<dimenus>
anyone having issues building zig (master) on mingw64?
<dimenus>
getting a bunch of undef references to z3_* libclangStaticAnalyzerCore
<dimenus>
even with Z3 installed
<daurnimator>
dimenus: 2965 and 2958 were recently merged.... does it work from before they were merged?
<scientes>
we don't need maskedLoad or maskedStore
<scientes>
you can just use | and & and let the optimizer figure it out
<daurnimator>
scientes: I don't think that fits zig's philosophy
<scientes>
daurnimator, we could just put it in std lib
<scientes>
we only need @gather and @scatter
<daurnimator>
scientes: e.g. if you have half of a vector next to something with PROT_NONE: i'd want to be using a masked load.
<scientes>
daurnimator, ahh unaligned loads?
<daurnimator>
scientes: not unaligned. but when you *do not* want to read from memory
<scientes>
the optimization should just be guaranteed
<scientes>
daurnimator, yeah, but it will always be 16-byte aligned, so PROT_NONE is impossible
<daurnimator>
howso?
<scientes>
it has to be page aligned
<daurnimator>
16-byte aligned can still go over a page long if your vector is > 16 bytes.....
<scientes>
and thus is simd aligned
<scientes>
again, you just have to guarantee that the optimization is wrong
<scientes>
optimization is right
<scientes>
LLVM has already annonced that these instructions will be deprecated too
<scientes>
I feel its a bug in LLVM
<daurnimator>
whats a bug?
<scientes>
if it isn't getting optimized to a maskedstore/maskedload
<scientes>
if you use | and &
<daurnimator>
why should it be?

Outline annotation rows:
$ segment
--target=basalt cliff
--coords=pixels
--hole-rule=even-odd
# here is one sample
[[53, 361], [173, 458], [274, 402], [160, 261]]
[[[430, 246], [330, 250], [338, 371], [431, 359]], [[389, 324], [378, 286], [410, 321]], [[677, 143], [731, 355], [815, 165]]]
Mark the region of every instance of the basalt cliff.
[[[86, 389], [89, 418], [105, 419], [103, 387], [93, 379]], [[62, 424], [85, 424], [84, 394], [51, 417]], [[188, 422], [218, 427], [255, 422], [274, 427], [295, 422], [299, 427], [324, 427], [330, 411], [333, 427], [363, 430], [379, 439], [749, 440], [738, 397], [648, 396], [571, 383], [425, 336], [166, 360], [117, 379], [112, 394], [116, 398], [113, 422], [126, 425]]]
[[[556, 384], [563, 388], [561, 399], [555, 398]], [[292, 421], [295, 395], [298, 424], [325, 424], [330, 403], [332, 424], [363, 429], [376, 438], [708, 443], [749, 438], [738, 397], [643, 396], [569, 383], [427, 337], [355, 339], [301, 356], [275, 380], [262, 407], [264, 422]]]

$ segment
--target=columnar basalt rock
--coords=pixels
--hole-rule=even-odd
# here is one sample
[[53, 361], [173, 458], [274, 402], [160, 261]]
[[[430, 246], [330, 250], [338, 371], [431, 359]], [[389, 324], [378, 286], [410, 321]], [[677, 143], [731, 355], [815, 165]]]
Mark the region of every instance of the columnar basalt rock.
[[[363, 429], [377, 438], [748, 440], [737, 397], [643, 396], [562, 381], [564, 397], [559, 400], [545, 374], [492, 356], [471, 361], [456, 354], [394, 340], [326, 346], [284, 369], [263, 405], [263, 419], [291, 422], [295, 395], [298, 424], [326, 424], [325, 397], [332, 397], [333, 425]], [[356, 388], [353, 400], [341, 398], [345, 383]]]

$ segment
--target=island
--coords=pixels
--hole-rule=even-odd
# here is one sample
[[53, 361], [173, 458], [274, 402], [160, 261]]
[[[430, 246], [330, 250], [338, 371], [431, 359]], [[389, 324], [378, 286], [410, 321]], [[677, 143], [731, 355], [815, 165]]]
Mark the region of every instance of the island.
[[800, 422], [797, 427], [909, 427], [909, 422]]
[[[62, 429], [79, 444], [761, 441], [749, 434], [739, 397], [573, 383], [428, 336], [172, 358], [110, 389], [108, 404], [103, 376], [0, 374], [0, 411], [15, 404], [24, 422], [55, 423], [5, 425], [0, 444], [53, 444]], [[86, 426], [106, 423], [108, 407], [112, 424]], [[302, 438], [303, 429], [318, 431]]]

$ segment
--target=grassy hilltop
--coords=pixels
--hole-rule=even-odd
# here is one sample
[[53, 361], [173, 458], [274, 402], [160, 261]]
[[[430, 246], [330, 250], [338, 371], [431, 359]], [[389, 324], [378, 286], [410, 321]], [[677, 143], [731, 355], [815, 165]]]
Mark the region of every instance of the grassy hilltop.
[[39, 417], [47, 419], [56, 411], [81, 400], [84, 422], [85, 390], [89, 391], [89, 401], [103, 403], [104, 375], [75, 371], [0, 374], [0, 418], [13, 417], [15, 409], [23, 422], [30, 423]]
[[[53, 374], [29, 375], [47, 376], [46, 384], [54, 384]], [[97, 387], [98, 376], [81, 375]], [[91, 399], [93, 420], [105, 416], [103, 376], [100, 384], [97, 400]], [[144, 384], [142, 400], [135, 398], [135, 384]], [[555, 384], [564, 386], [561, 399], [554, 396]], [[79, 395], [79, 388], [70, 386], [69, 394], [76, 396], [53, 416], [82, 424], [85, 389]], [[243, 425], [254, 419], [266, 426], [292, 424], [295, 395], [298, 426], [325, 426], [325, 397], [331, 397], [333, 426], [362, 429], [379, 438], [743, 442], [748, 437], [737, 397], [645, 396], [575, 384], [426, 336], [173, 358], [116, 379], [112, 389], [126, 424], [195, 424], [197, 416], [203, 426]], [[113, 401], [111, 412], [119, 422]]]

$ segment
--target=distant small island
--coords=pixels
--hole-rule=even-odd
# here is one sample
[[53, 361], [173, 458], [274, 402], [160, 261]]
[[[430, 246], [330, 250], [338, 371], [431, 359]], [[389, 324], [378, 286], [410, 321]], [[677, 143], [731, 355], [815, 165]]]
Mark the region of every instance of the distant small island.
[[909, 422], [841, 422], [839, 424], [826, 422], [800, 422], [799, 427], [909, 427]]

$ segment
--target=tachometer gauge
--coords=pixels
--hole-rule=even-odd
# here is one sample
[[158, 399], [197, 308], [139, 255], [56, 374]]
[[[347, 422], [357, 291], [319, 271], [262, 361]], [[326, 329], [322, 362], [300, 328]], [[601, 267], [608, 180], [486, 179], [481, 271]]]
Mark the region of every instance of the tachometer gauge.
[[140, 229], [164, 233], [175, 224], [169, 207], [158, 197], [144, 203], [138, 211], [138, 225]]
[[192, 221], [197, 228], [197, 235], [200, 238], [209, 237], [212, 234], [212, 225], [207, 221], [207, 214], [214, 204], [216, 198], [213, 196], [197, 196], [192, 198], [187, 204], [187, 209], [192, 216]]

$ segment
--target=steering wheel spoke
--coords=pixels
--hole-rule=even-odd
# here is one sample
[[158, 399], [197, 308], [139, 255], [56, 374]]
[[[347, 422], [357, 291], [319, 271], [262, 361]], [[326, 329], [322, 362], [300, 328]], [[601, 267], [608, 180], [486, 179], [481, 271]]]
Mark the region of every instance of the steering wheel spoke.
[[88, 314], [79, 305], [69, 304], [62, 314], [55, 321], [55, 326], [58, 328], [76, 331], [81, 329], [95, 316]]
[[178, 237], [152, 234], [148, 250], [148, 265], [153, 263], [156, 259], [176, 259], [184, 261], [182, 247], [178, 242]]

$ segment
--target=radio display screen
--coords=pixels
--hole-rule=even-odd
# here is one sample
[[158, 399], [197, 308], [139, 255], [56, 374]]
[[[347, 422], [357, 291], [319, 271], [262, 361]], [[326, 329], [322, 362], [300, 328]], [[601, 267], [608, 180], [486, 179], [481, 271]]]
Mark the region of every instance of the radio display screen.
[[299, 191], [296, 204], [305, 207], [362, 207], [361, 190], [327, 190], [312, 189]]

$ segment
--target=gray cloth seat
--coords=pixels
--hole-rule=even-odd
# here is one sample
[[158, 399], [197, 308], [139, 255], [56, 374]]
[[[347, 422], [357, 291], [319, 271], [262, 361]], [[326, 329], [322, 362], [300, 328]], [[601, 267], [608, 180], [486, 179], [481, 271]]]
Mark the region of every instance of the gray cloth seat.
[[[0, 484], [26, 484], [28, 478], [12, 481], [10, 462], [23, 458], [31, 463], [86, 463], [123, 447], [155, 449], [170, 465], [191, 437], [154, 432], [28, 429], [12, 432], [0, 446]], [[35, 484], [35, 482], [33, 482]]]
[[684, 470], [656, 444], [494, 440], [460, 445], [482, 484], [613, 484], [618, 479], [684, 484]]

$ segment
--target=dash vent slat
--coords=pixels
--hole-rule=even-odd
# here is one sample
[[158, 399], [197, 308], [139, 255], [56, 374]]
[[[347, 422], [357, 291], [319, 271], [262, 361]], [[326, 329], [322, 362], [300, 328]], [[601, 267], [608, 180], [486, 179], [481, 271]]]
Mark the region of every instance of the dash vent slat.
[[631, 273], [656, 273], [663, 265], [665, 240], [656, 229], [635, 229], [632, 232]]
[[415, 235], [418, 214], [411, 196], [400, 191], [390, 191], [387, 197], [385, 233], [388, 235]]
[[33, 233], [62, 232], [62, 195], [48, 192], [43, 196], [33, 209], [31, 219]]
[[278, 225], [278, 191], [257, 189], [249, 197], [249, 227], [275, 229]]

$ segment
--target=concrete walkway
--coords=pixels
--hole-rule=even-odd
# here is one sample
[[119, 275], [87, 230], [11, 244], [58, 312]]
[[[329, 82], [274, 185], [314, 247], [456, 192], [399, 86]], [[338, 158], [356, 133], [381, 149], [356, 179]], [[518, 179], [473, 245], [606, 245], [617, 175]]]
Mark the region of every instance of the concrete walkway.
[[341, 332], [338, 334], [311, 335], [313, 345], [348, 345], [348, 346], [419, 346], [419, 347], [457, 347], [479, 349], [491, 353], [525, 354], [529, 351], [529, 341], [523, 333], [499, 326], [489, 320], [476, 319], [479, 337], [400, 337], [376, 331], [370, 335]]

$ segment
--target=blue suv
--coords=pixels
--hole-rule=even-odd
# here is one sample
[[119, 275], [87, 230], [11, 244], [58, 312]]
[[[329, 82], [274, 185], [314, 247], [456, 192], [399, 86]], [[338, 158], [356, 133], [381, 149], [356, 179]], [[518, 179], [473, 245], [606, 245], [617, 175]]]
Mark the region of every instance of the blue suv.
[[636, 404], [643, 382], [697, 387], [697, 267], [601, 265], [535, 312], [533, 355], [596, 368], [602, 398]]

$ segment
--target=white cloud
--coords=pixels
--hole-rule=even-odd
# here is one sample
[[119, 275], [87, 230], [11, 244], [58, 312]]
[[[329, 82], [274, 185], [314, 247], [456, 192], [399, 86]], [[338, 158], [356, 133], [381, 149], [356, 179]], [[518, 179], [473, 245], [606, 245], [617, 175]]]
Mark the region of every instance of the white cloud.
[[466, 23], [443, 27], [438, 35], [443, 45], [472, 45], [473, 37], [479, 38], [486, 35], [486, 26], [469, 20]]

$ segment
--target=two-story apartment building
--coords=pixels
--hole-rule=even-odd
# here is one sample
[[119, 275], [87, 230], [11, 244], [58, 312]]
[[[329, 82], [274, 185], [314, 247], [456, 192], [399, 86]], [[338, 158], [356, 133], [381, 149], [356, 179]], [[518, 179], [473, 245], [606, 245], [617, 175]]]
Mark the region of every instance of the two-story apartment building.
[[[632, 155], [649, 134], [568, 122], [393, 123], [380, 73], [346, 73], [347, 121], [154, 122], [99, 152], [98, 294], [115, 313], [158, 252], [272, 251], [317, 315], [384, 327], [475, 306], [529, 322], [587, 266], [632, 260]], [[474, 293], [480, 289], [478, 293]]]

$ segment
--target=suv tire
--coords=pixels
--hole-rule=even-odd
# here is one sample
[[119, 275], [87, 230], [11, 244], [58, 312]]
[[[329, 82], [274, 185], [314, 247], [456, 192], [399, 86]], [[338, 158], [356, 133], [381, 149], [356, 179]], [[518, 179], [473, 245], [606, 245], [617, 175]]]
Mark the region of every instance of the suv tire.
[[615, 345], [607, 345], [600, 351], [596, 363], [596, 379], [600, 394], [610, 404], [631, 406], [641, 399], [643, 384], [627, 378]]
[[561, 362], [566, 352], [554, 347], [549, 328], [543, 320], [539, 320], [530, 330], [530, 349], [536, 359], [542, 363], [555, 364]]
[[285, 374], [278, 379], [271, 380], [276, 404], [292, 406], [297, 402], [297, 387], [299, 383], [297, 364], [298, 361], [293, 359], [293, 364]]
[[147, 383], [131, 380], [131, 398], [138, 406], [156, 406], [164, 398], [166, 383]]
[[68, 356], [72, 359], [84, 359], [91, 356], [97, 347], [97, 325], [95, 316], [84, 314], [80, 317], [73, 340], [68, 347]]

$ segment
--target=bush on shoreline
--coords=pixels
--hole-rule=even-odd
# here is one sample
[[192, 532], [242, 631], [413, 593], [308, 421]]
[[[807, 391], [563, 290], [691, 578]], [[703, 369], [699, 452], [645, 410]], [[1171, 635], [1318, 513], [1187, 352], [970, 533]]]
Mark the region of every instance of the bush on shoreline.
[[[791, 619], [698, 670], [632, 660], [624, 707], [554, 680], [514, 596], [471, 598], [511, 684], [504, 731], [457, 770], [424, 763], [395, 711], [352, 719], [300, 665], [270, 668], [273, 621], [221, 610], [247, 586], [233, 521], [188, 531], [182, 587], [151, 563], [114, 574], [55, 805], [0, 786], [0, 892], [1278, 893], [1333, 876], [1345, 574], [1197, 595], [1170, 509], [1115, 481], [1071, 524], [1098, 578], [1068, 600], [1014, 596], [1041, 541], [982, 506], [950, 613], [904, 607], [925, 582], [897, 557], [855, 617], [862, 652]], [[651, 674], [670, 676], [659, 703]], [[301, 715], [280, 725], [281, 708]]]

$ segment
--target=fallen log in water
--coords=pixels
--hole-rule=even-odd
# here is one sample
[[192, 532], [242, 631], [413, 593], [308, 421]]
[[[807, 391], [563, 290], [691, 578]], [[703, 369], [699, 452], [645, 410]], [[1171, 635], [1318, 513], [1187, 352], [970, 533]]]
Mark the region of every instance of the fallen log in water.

What to do: Please continue the chat log about building Zig and masked vector loads, starting right after its final line.

Final result:
<daurnimator>
| and & can be much slower than a masked store/load
<scientes>
its equilivent
<daurnimator>
no its not
<scientes>
the optimizer would figure it out
<daurnimator>
from http://llvm.org/docs/LangRef.html#llvm-masked-load-intrinsics > Other targets may support this intrinsic differently, for example by lowering it into a sequence of branches that guard scalar load operations. The result of this operation is equivalent to a regular vector load instruction followed by a ‘select’ between the loaded and the passthru values, predicated on the same mask.
<daurnimator>
a sequence of branches guarding loads is for sure slower than plain `|` and `&`
<scientes>
oh I see
<scientes>
uggh, its still code smell to me
<scientes>
they could add a optimization attribute
<daurnimator>
scientes: from the zig side: if I didn't have @maskedLoad: how would I indicate that I want to load half a vector without reading the other half?
<scientes>
I only see that it could cause problems if the pointer was unaligned
<daurnimator>
it's not about alignment
<scientes>
daurnimator, how do you specifiy that you only want to read one bit?
<daurnimator>
you don't. a byte is called a byte because its the smallest addressable quantity
<daurnimator>
however a vector is more than a byte.
<daurnimator>
(at least, most of the time... I guess we can have vectors of u1 )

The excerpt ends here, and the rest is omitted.